* begin EXTRACT TO READ *

David Hajdu is the music critic of The Nation. Hajdu is a professor at the Columbia University Graduate School of Journalism and has written on the arts for numerous publications, including The New York Times Magazine, The Atlantic Monthly, The New Yorker, The New York Review of Books, The New Republic, Rolling Stone, and Vanity Fair. As an editor and magazine writer, Hajdu has been a finalist for the National Magazine Award several times, and his articles and essays have been selected for a number of anthologies, including Best Music Writing, Best American Magazine Writing, The New York Times Arts & Culture Reader, and Best American Comics Writing.

Hajdu is the award-winning author of four books: Lush Life: A Biography of Billy Strayhorn; Positively 4th Street: The Lives and Times of Joan Baez, Bob Dylan, Mimi Baez Fariña and Richard Fariña; The Ten-Cent Plague: The Great Comic Book Scare and How It Changed America; and Heroes and Villains: Essays on Music, Movies, Comics, and Culture. He is a three-time finalist for the National Book Critics Circle Award and two-time winner of the ASCAP Deems-Taylor Award. Hajdu is presently at work on a history of popular music, to be published by Farrar, Straus and Giroux.

* end EXTRACT TO READ *
* begin ITEMS *

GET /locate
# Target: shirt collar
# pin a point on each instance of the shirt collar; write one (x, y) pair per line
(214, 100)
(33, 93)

* end ITEMS *

In the profile of David Hajdu above, which publisher will put out his history of popular music?

[SOLUTION TO THE PROBLEM]:
Farrar, Straus and Giroux